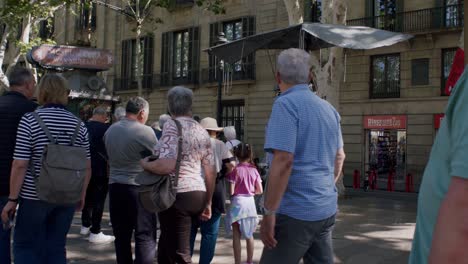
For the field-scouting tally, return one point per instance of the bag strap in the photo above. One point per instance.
(43, 126)
(179, 151)
(49, 135)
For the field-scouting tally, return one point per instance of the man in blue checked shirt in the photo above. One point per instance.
(305, 138)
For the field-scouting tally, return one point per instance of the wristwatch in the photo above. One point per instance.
(267, 212)
(13, 200)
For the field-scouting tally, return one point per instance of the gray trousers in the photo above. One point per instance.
(308, 240)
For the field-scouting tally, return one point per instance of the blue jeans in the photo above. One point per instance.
(311, 241)
(209, 231)
(41, 232)
(5, 256)
(130, 218)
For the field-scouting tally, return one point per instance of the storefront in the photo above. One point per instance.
(437, 122)
(385, 150)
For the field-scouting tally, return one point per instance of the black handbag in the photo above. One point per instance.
(158, 192)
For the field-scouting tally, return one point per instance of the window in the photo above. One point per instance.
(233, 115)
(180, 57)
(453, 13)
(233, 30)
(313, 11)
(181, 54)
(130, 61)
(385, 76)
(420, 72)
(385, 14)
(46, 29)
(87, 16)
(447, 60)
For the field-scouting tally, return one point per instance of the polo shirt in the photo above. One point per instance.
(31, 140)
(13, 105)
(447, 159)
(303, 124)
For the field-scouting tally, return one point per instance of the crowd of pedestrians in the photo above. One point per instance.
(303, 138)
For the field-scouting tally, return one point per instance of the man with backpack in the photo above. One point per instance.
(13, 105)
(96, 193)
(127, 142)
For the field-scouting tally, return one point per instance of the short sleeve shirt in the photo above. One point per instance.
(447, 159)
(303, 124)
(31, 141)
(245, 178)
(196, 151)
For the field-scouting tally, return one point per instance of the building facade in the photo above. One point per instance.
(173, 55)
(393, 98)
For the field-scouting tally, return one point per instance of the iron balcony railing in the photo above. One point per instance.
(149, 82)
(238, 72)
(438, 18)
(385, 89)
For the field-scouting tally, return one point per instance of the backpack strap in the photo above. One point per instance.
(44, 127)
(179, 151)
(49, 135)
(75, 134)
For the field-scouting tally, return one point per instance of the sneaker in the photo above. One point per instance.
(101, 238)
(84, 230)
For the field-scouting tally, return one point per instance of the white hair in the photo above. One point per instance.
(293, 66)
(119, 113)
(162, 119)
(180, 101)
(230, 132)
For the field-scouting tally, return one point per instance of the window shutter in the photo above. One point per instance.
(148, 47)
(400, 9)
(194, 56)
(166, 58)
(94, 16)
(126, 64)
(370, 13)
(215, 28)
(308, 11)
(248, 29)
(438, 14)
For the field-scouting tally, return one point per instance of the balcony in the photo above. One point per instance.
(424, 20)
(239, 72)
(149, 82)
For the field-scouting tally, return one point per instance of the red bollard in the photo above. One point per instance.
(357, 179)
(373, 179)
(390, 182)
(409, 183)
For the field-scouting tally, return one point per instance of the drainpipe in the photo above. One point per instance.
(465, 27)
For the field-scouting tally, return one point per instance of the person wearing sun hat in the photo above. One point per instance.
(209, 229)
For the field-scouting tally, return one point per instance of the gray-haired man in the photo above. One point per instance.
(126, 142)
(96, 193)
(13, 105)
(304, 136)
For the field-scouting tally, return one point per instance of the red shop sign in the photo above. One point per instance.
(71, 57)
(438, 120)
(385, 122)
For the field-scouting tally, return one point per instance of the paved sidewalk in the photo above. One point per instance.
(369, 229)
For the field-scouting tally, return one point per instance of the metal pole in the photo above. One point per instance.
(219, 113)
(465, 19)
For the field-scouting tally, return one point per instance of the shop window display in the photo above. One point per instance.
(387, 152)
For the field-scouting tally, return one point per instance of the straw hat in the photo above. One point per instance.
(210, 123)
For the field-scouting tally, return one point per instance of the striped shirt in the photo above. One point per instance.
(31, 140)
(303, 124)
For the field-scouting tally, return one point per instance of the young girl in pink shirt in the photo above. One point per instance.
(245, 184)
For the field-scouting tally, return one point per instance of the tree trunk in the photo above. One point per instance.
(138, 66)
(295, 10)
(25, 34)
(4, 84)
(327, 64)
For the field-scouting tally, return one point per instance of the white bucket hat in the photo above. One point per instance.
(210, 123)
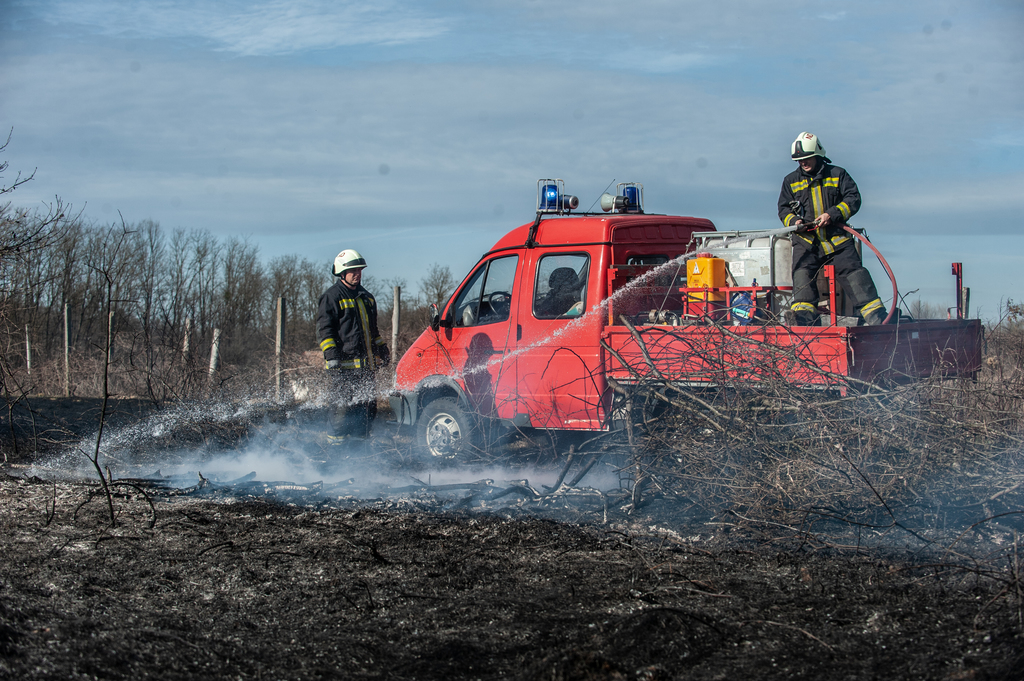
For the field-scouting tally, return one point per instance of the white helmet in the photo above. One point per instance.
(807, 144)
(348, 259)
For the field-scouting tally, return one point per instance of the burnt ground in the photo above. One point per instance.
(266, 582)
(257, 589)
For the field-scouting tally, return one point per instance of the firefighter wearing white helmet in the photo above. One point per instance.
(353, 349)
(818, 199)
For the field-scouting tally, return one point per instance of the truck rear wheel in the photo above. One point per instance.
(443, 429)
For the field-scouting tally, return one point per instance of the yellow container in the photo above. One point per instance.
(705, 270)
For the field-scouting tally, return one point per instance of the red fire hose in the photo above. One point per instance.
(892, 278)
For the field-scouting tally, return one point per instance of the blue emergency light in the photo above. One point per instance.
(551, 197)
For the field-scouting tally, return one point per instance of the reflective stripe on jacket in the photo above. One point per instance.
(830, 190)
(346, 327)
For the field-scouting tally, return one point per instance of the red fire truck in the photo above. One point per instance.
(561, 313)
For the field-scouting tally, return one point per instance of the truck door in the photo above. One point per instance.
(558, 365)
(480, 324)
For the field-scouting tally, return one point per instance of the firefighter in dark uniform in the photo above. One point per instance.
(353, 349)
(818, 199)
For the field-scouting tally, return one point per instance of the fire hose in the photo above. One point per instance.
(878, 254)
(892, 278)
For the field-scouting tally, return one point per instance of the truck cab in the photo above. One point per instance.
(518, 342)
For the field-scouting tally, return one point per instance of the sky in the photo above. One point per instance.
(416, 131)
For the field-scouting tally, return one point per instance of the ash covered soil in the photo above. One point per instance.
(420, 584)
(255, 589)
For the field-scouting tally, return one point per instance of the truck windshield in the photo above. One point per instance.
(486, 298)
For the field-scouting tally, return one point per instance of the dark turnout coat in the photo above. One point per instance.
(346, 327)
(832, 190)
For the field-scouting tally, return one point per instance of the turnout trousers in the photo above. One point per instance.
(353, 395)
(850, 272)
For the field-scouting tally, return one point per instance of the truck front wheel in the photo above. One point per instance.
(443, 428)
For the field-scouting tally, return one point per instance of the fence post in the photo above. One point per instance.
(186, 342)
(67, 352)
(28, 350)
(395, 322)
(280, 344)
(214, 355)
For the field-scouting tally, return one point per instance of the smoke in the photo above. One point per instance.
(256, 444)
(223, 440)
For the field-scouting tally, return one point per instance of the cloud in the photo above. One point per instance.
(269, 28)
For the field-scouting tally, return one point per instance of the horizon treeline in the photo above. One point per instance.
(168, 291)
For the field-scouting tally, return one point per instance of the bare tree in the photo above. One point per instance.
(437, 285)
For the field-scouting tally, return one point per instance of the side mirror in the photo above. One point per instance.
(435, 317)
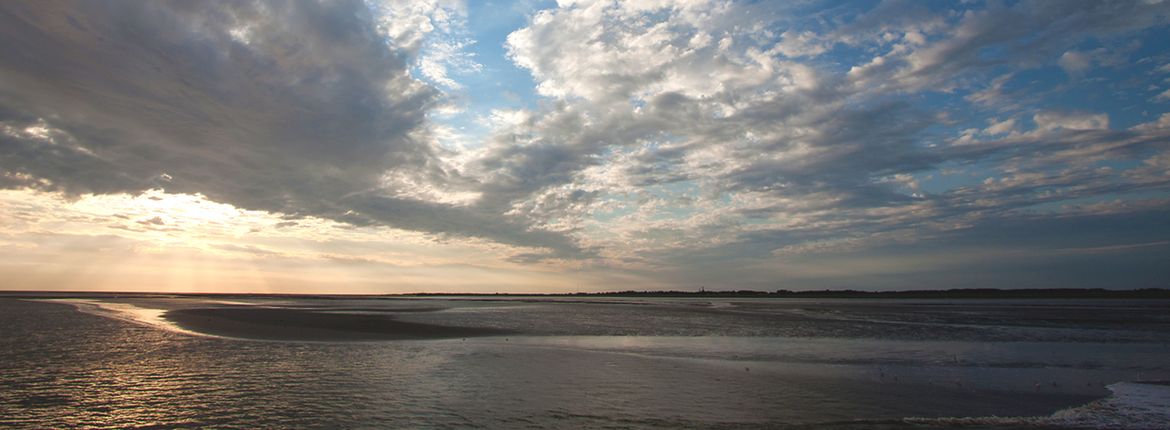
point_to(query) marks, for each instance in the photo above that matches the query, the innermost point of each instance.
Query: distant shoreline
(955, 293)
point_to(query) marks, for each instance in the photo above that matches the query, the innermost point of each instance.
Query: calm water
(614, 363)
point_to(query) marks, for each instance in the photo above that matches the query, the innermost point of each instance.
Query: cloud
(301, 109)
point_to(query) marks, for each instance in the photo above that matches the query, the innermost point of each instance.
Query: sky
(539, 146)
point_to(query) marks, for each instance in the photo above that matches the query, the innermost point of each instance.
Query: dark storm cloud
(282, 106)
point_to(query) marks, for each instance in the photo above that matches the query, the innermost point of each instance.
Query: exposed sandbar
(298, 324)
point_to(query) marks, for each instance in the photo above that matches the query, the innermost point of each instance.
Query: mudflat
(298, 324)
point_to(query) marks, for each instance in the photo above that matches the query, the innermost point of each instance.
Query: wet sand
(300, 324)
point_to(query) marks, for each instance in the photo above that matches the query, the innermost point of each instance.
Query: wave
(1133, 406)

◇ ◇ ◇

**What is expected**
Each record above should be duplicated word for word, with no pictures included.

**Response**
For the field-scouting tally, return one point per instance of the bag strap in the photo above. One point per instance.
(43, 126)
(179, 151)
(49, 135)
For the field-scouting tally, return one point per instance of the man in blue checked shirt in the photo above. One point per instance.
(305, 138)
For the field-scouting tally, return one point per instance of the wristwatch in the photo above. One point per instance.
(267, 212)
(13, 200)
For the field-scouting tally, return one point per instance of the gray trousers in the photo above. One point per instance.
(308, 240)
For the field-scouting tally, return one point per instance of the blue jeans in the photo above. One point per instance.
(311, 241)
(209, 231)
(41, 232)
(5, 256)
(130, 218)
For the field-scouting tally, return one point per instance of the storefront in the photo above. One point per instance.
(437, 122)
(385, 150)
For the field-scouting tally, return one point per instance of the black handbag in the photo above. One point per instance.
(158, 192)
For the field-scouting tally, return one point per instance of the window in the photo above. One point per instance.
(233, 115)
(180, 57)
(453, 13)
(233, 30)
(313, 11)
(181, 54)
(130, 61)
(385, 76)
(420, 72)
(385, 14)
(46, 29)
(87, 16)
(447, 60)
For the field-scouting tally, return one point per instance of the polo shirt in the photo above. One point per instance.
(31, 140)
(13, 105)
(447, 159)
(303, 124)
For the field-scouting tally, return one point per instance of the crowd of pedestrians in the photo above. One point per instance.
(303, 138)
For the field-scouting tally, return one point per instance of the man with backpack in the photo above. One point per instance.
(13, 105)
(96, 193)
(127, 142)
For the field-scouting tally, return one point per instance of the short sleeve shirt in the photo above. One point per instance.
(447, 159)
(303, 124)
(31, 141)
(245, 178)
(196, 151)
For the field-scouting tally, return one point per instance of the building facade in the photo above. One point per instance.
(173, 55)
(393, 98)
For the field-scouting tally, return one point per instance of the iron balcony railing in the photo above. One point per instance.
(149, 82)
(238, 72)
(438, 18)
(385, 89)
For the field-scouting tally, return one point per instance of the backpack strap in the photo above. One point per instance.
(44, 127)
(179, 151)
(49, 135)
(75, 134)
For the field-scouting tally, return one point per instance of the sneaker in the photo above. One point per instance.
(101, 238)
(84, 230)
For the field-scouting tally, return one point per instance of the white hair in the photo above. One point per instance.
(293, 66)
(119, 113)
(162, 119)
(180, 101)
(230, 132)
For the field-scouting tally, return one point per instance of the window shutter in the photo above. One point per instance.
(148, 47)
(400, 9)
(194, 56)
(166, 58)
(94, 16)
(126, 64)
(370, 13)
(215, 28)
(308, 11)
(248, 29)
(438, 14)
For the field-scouting tally, return one point per instance of the balcony in the photo above. One point per instance.
(424, 20)
(239, 72)
(149, 82)
For the field-scouting tally, return one point per instance of the red bollard in the photo above. One point per instance.
(357, 179)
(373, 179)
(390, 182)
(409, 183)
For the field-scouting tally, return one point per instance of the drainpipe in the photo above. One point per instance.
(465, 27)
For the field-scouting tally, return one point per instance of the person wearing sun hat in the photo above. One point per instance.
(209, 229)
For the field-scouting tally, return one point per instance of the gray-haired man in the photo above. One point per instance.
(126, 142)
(96, 193)
(13, 105)
(304, 136)
For the field-scouting tally, return one point per instance of the red shop sign in the photo above. One point per instance.
(71, 57)
(438, 120)
(385, 122)
For the field-scouting tally, return one point per instance of the paved sidewalk in the photo above. One point per instance.
(369, 229)
For the field-scouting tally, return one point per instance of the metal pole in the photo above. One point per instance.
(219, 113)
(465, 19)
For the field-scouting tally, return one point per instance of the shop window display in the photo above. One point per instance.
(387, 152)
For the field-scouting tally, return one point per instance of the straw hat in the photo above. One point per instance.
(210, 123)
For the field-scouting tally, return one point per instance of the striped shirt in the photo above. One point per instance.
(31, 140)
(303, 124)
For the field-scouting tally, return one point per instance of the young girl in pink shirt in the photo above. One point per instance.
(245, 184)
For the field-scouting tally, return one point per instance of the tree trunk in the photo above. One point per instance.
(138, 66)
(295, 10)
(25, 34)
(4, 84)
(327, 64)
For the field-scouting tally, return one point per instance of the white bucket hat in the photo above. One point per instance.
(210, 123)
For the field-scouting tally, return one point per instance of the white helmet in the photo above. One point per instance.
(807, 144)
(348, 259)
For the field-scouting tally, return one point per instance of the burnt ground in the photo above. One point per instance.
(266, 582)
(257, 589)
For the field-scouting tally, return one point per instance of the firefighter wearing white helmet in the photo above. One point per instance.
(353, 349)
(818, 199)
For the field-scouting tally, return one point per instance of the truck rear wheel in the photo above. One point per instance.
(443, 429)
For the field-scouting tally, return one point per instance of the yellow container in the photo above. One point per instance.
(705, 270)
For the field-scouting tally, return one point per instance of the red fire hose in the photo above. One point per instance.
(892, 278)
For the field-scouting tally, return one point per instance of the blue emergency light in the photo above. One point per instance.
(551, 197)
For the field-scouting tally, return one point per instance of the reflective stripe on jacket in the photo above. One point per instance.
(830, 190)
(346, 327)
For the field-scouting tally, return one point per instance of the red fire truck in the photo above. One point per instance.
(561, 313)
For the field-scouting tally, return one point per instance of the truck door in the photo above. One point per instance.
(558, 365)
(480, 324)
For the field-scouting tally, return one point per instance of the firefighter in dark uniform in the photo above. One point per instance.
(353, 349)
(818, 199)
For the field-scouting tally, return one point per instance of the fire hose in the photo above. One point per instance.
(878, 254)
(892, 278)
For the field-scouting tally, return one point per instance of the truck cab in the photo above. One point per instance.
(518, 342)
For the field-scouting tally, return one point per instance of the sky in the photo above. One point per instance.
(416, 131)
For the field-scouting tally, return one point per instance of the ash covered soil in the photo above. One point per instance.
(420, 584)
(255, 589)
For the field-scouting tally, return one point per instance of the truck windshield in the photo above. One point per instance.
(486, 298)
For the field-scouting tally, return one point per instance of the dark turnout coat in the photo above. One point per instance.
(346, 327)
(832, 190)
For the field-scouting tally, return one point per instance of the turnout trousers in the photo above. One point per instance.
(353, 395)
(850, 272)
For the field-scouting tally, return one point per instance of the truck front wheel in the photo above. One point per instance.
(443, 428)
For the field-scouting tally, return one point per instance of the fence post in the photo above. One point per instance.
(186, 342)
(67, 352)
(28, 350)
(395, 322)
(280, 344)
(214, 355)
For the field-scouting tally, return one point per instance of the smoke in the photo above. One point per instance.
(256, 444)
(223, 440)
For the field-scouting tally, return one point per instance of the cloud in the photo above. One point per instance.
(269, 28)
For the field-scouting tally, return one point per instance of the horizon treeline in the photo above. One point per instance.
(168, 291)
For the field-scouting tally, return one point per instance of the bare tree in the photo above. One point per instance.
(437, 285)
For the field-scouting tally, return one point per instance of the side mirror in the photo above. One point per instance.
(435, 317)
point_to(query) marks, for each instance in the photo above that matches the query, the innermost point of each instance.
Query: distant shoreline
(955, 293)
point_to(query) marks, for each instance in the photo above that matches the query, the innermost point of each instance.
Query: calm water
(614, 363)
point_to(query) marks, for each instance in the photo above that matches the query, the innermost point of each instance.
Query: cloud
(301, 109)
point_to(query) marks, for each instance in the photo above that matches the query, the innermost point of each instance.
Query: sky
(539, 146)
point_to(query) marks, for each instance in the photo above that matches the query, the innermost point of each instance.
Query: dark storm cloud
(282, 106)
point_to(query) marks, for each instance in the photo above that matches the query, the innermost point of each instance.
Query: exposed sandbar
(298, 324)
point_to(query) marks, for each instance in the photo above that matches the query, the innermost point of each instance.
Query: mudflat
(298, 324)
point_to(query) marks, for each instance in the photo above that matches the query, the innermost point of each instance.
Query: wet sand
(300, 324)
point_to(query) marks, for each instance in the photo above that matches the query, the innermost point of each instance.
Query: wave
(1133, 406)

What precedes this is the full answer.